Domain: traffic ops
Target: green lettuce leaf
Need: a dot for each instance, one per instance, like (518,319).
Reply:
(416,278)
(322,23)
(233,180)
════════
| Exercise prompt |
Reproduce the entries exactly, each one as given.

| Written reply |
Domain: traffic ops
Target: green lettuce leaf
Need: a dot for each instance, one per instance, like (518,319).
Reply:
(416,278)
(322,23)
(233,180)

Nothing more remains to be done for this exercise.